● Instructions for the task: Reproduce the material from the line with "of the plastic" to the line with "x=145, y=236", changing "water bottle" to "soda bottle" and leaving everything else the same.

● Material shown:
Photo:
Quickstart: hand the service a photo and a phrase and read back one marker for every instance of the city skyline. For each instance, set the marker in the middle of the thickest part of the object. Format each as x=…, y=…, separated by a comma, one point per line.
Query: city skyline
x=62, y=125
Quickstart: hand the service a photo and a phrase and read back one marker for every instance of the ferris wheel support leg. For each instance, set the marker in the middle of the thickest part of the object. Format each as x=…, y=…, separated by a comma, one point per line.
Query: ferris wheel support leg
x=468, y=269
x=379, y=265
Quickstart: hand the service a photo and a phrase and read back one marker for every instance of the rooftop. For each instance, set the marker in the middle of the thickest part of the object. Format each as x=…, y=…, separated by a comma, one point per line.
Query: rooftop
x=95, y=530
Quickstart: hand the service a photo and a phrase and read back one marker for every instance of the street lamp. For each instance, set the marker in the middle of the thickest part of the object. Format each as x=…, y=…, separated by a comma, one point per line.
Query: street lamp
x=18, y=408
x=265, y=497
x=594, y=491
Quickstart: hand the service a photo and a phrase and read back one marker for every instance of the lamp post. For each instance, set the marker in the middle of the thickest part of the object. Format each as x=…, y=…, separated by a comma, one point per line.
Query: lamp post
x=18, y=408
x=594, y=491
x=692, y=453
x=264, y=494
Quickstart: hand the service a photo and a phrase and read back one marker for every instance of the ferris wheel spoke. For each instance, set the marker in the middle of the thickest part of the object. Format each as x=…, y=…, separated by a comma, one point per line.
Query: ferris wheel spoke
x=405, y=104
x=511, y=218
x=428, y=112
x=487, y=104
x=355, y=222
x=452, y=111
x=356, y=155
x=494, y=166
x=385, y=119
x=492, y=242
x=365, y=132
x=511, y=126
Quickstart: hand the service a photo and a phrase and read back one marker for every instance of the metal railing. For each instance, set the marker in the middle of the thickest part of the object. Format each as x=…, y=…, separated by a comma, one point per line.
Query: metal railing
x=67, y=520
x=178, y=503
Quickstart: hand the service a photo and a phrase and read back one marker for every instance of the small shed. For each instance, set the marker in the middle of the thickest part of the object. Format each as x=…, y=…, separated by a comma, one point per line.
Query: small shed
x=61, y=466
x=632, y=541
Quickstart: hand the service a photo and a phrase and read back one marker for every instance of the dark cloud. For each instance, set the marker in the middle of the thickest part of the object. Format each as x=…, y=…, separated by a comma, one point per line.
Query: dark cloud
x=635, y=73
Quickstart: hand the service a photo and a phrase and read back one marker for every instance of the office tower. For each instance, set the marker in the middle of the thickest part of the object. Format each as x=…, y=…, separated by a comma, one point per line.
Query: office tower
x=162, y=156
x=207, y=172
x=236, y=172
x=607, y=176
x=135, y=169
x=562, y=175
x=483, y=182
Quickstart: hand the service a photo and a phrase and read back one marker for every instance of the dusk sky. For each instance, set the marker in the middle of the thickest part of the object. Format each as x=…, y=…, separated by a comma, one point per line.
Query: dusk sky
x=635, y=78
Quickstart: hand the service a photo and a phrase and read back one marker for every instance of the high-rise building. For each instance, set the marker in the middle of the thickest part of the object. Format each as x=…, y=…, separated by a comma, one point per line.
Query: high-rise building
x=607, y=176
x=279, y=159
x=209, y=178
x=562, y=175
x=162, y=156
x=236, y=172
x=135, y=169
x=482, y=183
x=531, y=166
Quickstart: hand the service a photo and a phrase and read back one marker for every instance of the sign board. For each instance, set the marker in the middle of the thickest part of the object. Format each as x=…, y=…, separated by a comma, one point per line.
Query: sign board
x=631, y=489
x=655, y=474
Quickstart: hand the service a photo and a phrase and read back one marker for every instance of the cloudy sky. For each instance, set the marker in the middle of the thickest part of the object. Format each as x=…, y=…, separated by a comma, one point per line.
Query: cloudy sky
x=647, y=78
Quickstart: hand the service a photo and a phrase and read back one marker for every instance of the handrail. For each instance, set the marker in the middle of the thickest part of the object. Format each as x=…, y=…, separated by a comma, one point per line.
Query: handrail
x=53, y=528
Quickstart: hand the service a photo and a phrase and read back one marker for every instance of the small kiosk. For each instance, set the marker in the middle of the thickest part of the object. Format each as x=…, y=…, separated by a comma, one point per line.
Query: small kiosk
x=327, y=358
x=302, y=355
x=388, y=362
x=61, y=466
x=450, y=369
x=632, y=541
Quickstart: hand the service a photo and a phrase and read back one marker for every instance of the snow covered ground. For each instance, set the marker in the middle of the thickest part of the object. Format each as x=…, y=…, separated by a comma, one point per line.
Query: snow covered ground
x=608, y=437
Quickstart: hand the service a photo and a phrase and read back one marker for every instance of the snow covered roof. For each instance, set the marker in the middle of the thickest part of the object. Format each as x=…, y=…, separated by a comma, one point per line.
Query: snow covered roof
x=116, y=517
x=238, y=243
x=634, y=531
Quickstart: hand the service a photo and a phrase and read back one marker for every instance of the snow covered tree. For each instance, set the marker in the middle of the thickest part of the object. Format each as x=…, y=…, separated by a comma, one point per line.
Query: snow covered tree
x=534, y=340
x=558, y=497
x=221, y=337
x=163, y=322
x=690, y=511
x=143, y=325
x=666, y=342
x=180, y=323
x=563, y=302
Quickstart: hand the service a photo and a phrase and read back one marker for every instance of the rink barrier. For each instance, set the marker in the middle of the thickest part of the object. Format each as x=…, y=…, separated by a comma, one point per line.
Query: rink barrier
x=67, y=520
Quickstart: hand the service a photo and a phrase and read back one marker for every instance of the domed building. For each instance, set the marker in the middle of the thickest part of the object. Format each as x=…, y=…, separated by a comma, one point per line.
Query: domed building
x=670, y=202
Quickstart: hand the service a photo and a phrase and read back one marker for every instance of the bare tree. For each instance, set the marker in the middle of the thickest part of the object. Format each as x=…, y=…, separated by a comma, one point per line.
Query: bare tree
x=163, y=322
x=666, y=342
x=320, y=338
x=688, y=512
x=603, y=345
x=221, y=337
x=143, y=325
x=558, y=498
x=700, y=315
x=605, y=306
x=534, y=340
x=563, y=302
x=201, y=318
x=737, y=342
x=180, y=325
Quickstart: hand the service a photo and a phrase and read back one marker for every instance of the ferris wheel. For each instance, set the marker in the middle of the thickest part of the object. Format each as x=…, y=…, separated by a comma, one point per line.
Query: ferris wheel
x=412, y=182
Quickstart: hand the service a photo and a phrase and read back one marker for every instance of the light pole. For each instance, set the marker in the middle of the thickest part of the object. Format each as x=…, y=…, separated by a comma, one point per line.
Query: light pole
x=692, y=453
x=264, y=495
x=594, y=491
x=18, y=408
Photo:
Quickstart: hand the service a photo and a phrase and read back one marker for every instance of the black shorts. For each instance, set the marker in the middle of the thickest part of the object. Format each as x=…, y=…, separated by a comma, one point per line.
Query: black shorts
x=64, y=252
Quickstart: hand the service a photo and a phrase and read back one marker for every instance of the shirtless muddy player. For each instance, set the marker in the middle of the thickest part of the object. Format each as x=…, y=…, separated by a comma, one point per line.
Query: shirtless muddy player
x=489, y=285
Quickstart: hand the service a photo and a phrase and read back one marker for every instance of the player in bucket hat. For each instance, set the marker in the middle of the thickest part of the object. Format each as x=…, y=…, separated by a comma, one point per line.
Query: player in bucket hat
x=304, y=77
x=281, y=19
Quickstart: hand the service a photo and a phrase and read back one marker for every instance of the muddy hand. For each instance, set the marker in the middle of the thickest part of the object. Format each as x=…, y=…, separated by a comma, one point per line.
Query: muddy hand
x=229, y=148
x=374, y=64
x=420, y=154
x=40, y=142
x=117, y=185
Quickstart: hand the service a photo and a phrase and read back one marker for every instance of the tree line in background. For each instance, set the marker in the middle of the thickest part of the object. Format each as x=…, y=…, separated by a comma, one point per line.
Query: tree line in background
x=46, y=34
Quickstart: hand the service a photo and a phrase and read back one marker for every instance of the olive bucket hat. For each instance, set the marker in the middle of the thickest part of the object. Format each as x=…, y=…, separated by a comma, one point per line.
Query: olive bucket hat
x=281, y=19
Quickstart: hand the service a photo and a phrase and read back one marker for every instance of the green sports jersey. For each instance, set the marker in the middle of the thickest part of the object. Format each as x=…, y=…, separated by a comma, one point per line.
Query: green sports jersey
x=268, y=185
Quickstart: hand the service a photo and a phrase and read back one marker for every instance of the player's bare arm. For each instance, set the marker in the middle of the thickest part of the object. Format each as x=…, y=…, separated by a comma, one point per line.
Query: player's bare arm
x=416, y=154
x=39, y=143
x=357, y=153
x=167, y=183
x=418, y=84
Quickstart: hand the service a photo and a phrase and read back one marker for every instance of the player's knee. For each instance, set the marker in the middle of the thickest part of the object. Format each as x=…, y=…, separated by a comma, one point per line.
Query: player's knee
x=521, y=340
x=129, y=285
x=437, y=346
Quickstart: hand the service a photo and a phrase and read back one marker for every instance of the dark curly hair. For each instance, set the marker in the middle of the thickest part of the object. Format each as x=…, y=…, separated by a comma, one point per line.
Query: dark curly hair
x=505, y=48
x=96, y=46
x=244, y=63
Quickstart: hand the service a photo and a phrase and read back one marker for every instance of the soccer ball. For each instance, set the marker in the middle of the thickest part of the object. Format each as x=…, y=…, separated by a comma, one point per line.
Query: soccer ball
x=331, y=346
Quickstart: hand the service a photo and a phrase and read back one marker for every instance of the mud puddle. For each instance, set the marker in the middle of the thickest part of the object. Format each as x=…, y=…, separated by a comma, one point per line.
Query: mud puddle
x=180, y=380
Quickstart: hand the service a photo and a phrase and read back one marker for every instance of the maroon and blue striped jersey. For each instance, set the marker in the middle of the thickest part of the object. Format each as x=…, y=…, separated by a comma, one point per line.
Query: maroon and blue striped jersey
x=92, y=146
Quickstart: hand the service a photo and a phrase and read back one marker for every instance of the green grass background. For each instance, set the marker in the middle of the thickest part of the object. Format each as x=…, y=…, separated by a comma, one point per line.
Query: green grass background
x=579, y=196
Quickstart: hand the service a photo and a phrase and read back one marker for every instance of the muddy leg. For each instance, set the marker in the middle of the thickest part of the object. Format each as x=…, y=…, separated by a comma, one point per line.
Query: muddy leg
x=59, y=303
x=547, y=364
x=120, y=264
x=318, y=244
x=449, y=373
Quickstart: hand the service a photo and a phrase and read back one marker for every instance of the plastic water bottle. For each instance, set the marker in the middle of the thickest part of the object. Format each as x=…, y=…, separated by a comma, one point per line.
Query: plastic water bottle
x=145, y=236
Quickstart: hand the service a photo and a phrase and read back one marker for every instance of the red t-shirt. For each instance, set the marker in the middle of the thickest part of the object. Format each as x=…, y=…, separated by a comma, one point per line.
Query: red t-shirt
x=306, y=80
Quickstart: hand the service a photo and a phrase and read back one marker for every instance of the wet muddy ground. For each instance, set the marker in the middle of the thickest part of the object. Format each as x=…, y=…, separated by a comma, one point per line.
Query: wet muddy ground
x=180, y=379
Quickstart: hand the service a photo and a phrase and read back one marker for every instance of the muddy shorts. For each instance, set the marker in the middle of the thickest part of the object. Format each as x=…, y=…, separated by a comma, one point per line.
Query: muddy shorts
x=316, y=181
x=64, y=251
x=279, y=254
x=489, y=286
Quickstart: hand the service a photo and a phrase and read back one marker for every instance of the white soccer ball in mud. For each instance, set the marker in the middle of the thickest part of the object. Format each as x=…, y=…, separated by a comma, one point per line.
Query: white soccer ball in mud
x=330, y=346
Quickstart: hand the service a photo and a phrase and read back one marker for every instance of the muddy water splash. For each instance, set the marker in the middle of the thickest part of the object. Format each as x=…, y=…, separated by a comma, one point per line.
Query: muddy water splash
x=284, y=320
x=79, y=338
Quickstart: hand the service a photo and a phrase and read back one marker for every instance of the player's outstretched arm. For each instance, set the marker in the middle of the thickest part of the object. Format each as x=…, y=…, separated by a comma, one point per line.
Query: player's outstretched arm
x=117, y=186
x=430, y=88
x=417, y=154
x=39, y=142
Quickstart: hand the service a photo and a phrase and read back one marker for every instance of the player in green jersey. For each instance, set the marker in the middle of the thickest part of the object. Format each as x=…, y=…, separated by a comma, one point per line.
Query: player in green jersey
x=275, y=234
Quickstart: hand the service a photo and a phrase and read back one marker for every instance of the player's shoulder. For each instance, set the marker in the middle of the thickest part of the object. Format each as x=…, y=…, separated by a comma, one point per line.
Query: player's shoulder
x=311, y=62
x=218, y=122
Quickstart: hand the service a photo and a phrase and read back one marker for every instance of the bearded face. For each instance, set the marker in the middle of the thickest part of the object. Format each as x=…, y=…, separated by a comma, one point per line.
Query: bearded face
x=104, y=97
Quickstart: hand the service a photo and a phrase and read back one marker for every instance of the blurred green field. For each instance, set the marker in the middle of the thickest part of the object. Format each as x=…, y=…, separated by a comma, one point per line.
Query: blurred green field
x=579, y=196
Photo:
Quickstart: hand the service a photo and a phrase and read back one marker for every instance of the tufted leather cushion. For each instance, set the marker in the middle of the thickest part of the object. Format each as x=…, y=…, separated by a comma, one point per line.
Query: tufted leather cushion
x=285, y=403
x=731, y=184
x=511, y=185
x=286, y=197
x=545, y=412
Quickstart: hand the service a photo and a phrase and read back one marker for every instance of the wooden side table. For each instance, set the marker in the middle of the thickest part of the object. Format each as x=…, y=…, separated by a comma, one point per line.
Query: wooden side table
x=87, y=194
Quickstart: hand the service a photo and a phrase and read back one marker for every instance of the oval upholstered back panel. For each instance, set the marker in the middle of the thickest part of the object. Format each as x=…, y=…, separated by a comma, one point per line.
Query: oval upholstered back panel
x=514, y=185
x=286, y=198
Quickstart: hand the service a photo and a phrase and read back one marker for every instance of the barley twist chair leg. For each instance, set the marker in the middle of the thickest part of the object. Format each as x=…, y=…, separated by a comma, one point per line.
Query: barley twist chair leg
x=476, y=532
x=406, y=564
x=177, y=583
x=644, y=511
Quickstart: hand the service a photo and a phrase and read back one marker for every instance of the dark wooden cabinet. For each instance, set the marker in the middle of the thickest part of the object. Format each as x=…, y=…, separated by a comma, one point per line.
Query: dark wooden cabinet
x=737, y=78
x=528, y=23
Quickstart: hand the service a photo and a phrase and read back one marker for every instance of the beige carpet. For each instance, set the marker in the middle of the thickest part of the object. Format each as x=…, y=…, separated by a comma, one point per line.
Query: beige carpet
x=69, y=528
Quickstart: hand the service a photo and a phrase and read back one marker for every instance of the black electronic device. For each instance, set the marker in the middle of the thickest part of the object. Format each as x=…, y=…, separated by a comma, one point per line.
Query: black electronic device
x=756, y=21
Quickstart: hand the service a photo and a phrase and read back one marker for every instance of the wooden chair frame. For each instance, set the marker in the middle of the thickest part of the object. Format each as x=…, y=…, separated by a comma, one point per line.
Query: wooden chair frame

● Answer to this problem:
Quickstart: hand the service a photo and a phrase and read back one marker for every instance of the plastic soda bottle. For each instance, set the marker in the middle of the thickest part of the object. Format each as x=…, y=…, separated by a comma, one point per line.
Query: plastic soda bottle
x=145, y=236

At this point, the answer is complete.